## Do this
Produce a verbatim transcription of the records below, beginning at the line containing "Question. Indicate each instance of the hanging ladle" and ending at the final line; include only those lines.

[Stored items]
--
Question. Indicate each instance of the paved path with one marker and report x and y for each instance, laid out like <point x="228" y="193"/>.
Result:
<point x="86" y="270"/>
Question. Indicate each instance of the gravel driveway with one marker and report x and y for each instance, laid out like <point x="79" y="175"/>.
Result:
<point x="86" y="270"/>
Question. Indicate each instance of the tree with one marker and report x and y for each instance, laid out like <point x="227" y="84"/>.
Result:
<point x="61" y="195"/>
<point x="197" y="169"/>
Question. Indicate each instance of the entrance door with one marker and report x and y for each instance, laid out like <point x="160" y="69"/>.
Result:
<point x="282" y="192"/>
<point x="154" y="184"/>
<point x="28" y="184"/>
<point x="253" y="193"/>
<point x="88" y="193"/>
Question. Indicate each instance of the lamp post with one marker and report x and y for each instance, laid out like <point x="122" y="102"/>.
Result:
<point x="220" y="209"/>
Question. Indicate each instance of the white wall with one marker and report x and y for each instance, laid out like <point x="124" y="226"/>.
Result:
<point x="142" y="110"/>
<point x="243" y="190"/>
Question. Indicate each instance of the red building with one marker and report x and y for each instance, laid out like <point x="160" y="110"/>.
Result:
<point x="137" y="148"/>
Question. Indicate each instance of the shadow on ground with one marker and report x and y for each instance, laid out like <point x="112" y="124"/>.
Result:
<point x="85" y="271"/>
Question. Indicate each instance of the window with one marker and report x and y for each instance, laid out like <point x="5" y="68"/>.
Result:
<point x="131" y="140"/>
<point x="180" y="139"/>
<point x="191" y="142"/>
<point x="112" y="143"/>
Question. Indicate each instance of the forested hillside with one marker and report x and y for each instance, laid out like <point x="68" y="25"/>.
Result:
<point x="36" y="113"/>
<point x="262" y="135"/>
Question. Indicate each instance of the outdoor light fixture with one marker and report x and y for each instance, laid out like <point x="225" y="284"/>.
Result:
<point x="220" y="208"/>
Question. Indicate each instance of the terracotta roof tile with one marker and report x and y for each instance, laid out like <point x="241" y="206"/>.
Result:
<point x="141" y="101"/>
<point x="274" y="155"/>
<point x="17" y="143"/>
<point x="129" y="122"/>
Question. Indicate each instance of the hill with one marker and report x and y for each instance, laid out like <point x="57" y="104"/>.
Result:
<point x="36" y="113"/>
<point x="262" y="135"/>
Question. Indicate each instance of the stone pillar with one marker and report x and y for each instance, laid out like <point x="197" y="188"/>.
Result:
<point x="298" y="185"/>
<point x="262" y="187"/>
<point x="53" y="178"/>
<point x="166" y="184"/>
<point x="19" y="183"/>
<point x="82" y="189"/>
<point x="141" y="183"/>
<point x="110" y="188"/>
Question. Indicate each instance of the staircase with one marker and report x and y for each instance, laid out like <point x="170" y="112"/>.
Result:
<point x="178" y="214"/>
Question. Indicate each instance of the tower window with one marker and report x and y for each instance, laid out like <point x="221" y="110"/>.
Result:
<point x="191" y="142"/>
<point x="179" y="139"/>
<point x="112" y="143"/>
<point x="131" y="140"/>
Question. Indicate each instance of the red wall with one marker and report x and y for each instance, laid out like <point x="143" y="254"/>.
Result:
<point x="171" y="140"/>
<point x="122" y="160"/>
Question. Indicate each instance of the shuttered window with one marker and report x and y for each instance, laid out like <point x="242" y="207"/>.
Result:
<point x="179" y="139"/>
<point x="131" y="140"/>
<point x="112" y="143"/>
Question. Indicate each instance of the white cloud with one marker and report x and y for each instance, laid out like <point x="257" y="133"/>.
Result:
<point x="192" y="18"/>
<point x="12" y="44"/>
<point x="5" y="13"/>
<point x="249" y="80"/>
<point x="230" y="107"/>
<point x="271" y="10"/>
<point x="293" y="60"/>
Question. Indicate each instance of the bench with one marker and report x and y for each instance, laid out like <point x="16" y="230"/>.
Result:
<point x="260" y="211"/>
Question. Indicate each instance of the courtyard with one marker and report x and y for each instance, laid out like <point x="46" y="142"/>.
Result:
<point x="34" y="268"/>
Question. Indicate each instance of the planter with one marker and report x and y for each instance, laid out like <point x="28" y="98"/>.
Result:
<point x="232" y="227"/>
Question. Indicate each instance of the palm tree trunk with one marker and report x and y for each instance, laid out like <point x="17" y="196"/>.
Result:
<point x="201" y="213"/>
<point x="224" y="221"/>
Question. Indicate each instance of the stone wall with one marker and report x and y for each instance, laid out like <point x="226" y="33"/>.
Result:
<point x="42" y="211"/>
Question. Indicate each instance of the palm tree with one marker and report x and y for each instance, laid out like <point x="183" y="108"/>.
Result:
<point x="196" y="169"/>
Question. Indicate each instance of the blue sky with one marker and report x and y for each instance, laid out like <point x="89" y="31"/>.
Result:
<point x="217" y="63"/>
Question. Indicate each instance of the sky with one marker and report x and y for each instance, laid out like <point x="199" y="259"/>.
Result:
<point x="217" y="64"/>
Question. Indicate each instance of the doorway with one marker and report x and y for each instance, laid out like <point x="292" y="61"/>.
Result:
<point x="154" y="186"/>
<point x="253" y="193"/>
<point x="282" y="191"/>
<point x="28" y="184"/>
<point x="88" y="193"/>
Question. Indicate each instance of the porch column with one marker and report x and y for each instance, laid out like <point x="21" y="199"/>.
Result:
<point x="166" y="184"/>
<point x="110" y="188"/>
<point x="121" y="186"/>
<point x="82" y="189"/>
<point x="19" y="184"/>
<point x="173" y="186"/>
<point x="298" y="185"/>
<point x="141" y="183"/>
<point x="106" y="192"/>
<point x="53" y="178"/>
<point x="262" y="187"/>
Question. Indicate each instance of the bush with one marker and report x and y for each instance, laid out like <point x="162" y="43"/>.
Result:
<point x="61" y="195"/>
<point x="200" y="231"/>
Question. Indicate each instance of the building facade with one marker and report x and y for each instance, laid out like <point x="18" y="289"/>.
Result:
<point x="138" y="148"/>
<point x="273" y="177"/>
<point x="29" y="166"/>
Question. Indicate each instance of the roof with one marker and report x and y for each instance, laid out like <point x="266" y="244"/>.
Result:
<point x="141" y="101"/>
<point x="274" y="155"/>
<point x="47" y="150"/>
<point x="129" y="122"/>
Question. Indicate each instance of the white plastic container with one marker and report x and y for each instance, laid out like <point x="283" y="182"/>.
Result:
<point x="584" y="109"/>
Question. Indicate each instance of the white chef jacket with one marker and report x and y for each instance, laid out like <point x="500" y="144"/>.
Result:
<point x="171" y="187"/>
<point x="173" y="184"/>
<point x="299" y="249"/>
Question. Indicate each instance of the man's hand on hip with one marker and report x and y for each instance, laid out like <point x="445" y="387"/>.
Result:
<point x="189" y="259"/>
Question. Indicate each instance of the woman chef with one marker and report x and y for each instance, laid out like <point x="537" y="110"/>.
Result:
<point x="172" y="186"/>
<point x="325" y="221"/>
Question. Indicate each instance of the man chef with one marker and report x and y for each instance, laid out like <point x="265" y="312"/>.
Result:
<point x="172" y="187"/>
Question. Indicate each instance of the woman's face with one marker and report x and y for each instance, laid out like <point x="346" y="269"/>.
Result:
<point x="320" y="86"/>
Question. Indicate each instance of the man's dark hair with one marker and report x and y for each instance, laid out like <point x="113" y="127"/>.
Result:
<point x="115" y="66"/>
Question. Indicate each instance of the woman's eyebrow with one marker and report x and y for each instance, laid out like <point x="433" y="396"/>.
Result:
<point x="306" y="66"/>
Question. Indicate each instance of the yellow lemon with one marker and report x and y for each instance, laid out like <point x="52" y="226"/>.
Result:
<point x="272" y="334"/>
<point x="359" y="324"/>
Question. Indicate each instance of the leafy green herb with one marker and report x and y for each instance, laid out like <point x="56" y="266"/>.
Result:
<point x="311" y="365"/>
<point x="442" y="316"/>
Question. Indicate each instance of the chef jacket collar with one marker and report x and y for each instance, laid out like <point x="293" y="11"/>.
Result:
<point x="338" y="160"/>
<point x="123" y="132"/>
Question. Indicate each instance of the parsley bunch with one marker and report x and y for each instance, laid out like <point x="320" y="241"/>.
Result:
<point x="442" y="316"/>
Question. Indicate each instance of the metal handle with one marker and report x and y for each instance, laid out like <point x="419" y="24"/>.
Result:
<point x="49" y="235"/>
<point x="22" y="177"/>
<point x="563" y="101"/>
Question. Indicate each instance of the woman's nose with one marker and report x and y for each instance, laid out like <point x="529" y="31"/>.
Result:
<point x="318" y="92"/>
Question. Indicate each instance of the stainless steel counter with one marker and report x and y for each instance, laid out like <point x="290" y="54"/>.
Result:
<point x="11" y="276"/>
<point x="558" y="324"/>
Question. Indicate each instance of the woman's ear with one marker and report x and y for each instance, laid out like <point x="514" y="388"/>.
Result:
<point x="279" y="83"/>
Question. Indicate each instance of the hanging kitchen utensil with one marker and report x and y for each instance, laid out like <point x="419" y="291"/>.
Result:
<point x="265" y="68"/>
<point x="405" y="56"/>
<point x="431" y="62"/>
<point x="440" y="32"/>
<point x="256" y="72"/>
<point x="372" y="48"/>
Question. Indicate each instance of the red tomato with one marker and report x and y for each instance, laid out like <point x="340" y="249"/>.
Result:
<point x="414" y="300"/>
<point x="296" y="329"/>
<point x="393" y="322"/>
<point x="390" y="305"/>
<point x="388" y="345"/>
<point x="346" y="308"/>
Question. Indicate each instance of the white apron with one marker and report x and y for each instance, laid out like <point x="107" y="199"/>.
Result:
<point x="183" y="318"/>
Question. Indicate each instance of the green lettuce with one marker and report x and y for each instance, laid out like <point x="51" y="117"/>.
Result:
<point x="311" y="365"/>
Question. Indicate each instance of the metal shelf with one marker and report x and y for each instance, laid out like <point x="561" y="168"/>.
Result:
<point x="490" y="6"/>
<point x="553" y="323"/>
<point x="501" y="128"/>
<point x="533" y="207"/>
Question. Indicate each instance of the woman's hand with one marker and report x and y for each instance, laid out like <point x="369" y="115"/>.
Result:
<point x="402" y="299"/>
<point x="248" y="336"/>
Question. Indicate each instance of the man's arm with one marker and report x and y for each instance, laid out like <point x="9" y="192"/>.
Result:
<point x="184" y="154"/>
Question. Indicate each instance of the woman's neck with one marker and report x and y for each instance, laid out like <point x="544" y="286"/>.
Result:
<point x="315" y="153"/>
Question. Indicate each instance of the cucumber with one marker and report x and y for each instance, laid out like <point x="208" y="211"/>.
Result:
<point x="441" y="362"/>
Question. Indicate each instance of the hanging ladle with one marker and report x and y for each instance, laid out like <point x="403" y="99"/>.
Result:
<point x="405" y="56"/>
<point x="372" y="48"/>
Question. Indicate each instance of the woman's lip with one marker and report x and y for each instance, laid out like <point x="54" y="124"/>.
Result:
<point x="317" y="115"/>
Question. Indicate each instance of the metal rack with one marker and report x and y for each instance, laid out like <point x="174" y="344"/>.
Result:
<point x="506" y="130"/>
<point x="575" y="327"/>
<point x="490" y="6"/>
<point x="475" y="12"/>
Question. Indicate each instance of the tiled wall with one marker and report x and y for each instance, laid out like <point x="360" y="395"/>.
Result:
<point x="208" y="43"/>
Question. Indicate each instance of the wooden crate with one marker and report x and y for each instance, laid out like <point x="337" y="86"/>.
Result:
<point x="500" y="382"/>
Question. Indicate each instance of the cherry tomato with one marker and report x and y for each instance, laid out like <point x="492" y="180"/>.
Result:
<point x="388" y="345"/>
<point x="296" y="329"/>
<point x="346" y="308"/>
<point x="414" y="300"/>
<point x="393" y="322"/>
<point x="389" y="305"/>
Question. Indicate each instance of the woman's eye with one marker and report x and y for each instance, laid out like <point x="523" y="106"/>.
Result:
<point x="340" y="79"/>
--
## The output
Question. Indicate each instance of the hanging ladle with one marker and report x and y for each instance, laid out like <point x="403" y="99"/>.
Result:
<point x="405" y="56"/>
<point x="372" y="48"/>
Question. Indicate each instance of the woman's lip with one marker and report x and y for each instance, laid out like <point x="54" y="124"/>.
Result:
<point x="317" y="115"/>
Question. Indicate each instance of the metal rack with one marker and report x and y for each instance, laid out like <point x="174" y="344"/>.
Result:
<point x="506" y="130"/>
<point x="575" y="327"/>
<point x="490" y="6"/>
<point x="475" y="12"/>
Question. Indicate each instance of the tiled wall with one marker and report x and y for each instance, laid out like <point x="360" y="395"/>.
Result:
<point x="208" y="43"/>
Question. Indicate each instance of the wooden crate with one marker and report x and y for each instance, laid out like <point x="337" y="86"/>.
Result:
<point x="500" y="382"/>
Question. Indicate each instance of the cherry tomato with one marker and report x and y for each instance, laid out like <point x="492" y="180"/>.
Result:
<point x="388" y="345"/>
<point x="296" y="329"/>
<point x="346" y="308"/>
<point x="414" y="300"/>
<point x="393" y="322"/>
<point x="389" y="305"/>
Question. Indicate each instance of the woman's eye with one marker and report x and y for each instance, laid out like <point x="523" y="106"/>.
Result:
<point x="340" y="79"/>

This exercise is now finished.